必須課題.
1/ 本文で、孫思邈が学んだり精通したりしていた分野として名前が挙がっているものをすべて書き出せ。
2/ 備急千金要方を紹介する本文を、最後の文の後から書き進めよ。
++++ 本文 ++++
備急千金要方(びきゅうせんきんようほう)

漢方の名著

備急千金要方は、中国の唐の時代(618~907年)の名医、孫思邈(そんしばく)という人が作った漢方の名著です。

孫氏は、漢方医薬に精通し、経済、歴史を始めとした様々な学術、さらに仏典を広く勉強し、豊富な知識を持っていました。

そして彼は、唐の時代以前の臨床経験と、医学理論を総括し、様々な処方箋を収集し、鍼灸などの内容も取り入れて、本にまとめました。

備急千金要方は、中国で初めて、食材と薬は別のものとし、その薬用効果紹介した書物です。
また、医学の名著として、後世の漢方医にも崇められており、必読の教科書となっていました。
ところが残念なのは、多くの医者が、その著作の中の数え切れない処方箋にばかり目を向け、治療の研究にのみ専念したため、この本に示されている病気の予防についての様々な知識を見過ごしたことでしょう。
++++ データ部分 ++++
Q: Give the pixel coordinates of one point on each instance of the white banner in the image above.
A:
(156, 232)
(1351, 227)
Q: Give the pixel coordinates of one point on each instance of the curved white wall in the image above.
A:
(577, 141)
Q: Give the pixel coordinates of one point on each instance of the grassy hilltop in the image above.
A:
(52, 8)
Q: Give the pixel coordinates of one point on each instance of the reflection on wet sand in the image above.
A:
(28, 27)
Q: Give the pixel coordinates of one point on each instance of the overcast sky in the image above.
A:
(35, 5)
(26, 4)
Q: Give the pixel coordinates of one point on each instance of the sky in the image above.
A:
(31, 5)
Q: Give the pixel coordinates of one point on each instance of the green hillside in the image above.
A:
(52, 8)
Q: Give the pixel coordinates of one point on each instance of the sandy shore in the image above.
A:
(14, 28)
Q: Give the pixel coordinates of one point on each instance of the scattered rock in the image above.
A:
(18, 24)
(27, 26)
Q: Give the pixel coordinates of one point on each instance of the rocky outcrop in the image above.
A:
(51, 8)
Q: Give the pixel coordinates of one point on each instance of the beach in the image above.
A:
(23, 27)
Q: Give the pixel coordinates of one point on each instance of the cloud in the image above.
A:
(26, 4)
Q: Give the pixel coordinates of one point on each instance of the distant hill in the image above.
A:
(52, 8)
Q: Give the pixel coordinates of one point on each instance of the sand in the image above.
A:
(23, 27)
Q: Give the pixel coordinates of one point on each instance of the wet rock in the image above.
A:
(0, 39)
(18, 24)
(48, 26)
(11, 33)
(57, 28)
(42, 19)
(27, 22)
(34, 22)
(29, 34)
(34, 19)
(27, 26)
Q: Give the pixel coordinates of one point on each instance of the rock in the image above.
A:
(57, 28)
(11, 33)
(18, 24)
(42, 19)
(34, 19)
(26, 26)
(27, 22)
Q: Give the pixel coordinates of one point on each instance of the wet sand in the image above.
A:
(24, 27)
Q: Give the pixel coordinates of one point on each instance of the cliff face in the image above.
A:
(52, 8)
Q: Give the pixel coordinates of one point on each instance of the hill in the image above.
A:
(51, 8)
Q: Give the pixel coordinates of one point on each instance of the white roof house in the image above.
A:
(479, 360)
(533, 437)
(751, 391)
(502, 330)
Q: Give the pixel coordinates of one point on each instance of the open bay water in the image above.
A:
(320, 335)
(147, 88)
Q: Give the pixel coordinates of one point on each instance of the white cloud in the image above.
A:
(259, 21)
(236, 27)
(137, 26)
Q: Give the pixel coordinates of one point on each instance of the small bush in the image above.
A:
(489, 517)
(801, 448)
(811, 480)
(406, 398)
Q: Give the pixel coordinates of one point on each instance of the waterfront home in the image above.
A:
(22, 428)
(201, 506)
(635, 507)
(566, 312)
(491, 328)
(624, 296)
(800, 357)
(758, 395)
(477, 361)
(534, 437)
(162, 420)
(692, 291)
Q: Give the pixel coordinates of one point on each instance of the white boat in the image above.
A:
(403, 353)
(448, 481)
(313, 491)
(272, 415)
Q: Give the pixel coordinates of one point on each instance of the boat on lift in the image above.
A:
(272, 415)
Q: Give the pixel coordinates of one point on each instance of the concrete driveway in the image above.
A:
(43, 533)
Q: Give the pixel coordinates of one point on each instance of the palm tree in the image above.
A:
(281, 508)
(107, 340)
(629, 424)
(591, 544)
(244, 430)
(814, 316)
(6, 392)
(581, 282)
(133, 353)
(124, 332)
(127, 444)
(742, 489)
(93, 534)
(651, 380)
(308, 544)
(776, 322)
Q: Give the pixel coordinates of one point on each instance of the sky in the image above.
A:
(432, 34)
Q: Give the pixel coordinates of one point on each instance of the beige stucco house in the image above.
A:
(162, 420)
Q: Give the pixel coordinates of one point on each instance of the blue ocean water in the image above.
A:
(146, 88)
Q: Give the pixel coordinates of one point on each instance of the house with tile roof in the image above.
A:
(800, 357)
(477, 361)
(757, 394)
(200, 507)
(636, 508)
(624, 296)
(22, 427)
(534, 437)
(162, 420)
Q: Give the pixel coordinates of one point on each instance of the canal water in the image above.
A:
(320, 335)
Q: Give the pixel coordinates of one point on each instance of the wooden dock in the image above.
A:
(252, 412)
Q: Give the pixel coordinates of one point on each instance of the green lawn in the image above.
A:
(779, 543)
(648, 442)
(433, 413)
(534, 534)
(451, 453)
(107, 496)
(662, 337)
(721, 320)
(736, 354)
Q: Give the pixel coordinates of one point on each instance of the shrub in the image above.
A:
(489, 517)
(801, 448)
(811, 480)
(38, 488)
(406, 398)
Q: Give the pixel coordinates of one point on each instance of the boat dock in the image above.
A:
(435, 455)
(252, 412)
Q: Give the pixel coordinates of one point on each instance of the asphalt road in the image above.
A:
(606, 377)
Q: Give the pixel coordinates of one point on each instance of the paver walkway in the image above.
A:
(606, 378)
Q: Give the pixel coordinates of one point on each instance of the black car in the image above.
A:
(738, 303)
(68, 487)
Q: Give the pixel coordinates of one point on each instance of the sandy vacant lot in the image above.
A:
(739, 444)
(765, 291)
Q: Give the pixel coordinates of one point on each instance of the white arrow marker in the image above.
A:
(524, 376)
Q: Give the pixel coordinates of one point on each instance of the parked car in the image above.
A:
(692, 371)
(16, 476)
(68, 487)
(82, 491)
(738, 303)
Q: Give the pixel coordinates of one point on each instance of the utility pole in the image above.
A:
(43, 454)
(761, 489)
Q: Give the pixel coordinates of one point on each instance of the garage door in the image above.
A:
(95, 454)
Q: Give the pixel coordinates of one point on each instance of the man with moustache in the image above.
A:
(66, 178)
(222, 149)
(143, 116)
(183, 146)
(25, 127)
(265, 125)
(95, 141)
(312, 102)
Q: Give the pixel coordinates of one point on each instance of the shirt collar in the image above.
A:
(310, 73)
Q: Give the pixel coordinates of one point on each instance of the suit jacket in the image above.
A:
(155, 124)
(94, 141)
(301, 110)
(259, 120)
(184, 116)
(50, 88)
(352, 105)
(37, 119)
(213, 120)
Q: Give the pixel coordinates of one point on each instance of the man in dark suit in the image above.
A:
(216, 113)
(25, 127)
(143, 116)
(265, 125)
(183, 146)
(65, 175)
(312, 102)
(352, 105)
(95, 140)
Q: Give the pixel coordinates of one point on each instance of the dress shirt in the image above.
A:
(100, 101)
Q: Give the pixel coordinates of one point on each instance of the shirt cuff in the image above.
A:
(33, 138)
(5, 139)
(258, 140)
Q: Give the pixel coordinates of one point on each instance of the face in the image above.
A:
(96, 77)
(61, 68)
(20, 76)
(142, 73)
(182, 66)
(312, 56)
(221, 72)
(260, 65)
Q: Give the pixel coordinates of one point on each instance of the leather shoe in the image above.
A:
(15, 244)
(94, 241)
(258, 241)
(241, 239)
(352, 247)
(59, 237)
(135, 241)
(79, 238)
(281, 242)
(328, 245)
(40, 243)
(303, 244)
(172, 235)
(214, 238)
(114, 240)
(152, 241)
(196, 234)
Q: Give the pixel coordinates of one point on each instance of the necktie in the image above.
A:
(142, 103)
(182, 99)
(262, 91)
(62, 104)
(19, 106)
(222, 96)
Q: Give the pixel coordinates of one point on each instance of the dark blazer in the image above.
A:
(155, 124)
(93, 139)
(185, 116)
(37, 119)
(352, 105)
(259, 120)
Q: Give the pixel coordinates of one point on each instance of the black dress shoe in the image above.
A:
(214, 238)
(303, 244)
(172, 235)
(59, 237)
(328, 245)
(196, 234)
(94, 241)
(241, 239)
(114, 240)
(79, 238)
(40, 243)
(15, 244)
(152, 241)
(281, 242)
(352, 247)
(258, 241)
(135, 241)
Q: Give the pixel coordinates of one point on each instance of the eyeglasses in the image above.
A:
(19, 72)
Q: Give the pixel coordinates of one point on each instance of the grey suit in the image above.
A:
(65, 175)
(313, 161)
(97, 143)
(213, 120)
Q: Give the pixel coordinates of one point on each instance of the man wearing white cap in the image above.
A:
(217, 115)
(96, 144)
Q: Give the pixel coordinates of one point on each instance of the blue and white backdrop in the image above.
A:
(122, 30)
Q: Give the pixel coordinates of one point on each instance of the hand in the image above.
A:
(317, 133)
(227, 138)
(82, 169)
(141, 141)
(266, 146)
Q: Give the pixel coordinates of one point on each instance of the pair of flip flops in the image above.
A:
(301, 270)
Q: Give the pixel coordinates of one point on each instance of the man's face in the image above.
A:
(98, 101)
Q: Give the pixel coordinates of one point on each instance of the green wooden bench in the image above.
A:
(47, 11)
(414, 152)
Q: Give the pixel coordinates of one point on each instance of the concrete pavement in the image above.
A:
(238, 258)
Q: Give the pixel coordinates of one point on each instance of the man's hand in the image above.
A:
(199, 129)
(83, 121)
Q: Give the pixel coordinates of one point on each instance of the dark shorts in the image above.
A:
++++
課題の解答.
1/ 漢方医薬、経済、歴史、仏典

2/
孫思邈は、若いときに病弱であったため、医学を勉強するようになり、後に名医になりました。
そして彼は、102歳まで生きたとされています。
平均寿命が40歳の千数百年前の時代に、彼の長寿は大変珍しいことだったといえるでしょう。

これは、彼が養生を大変重視し、無欲(唐の時代の皇帝は、彼を高官に任命しましたが、彼はそれを断っています)だったこと、また心が広いことも関係があるといわれています。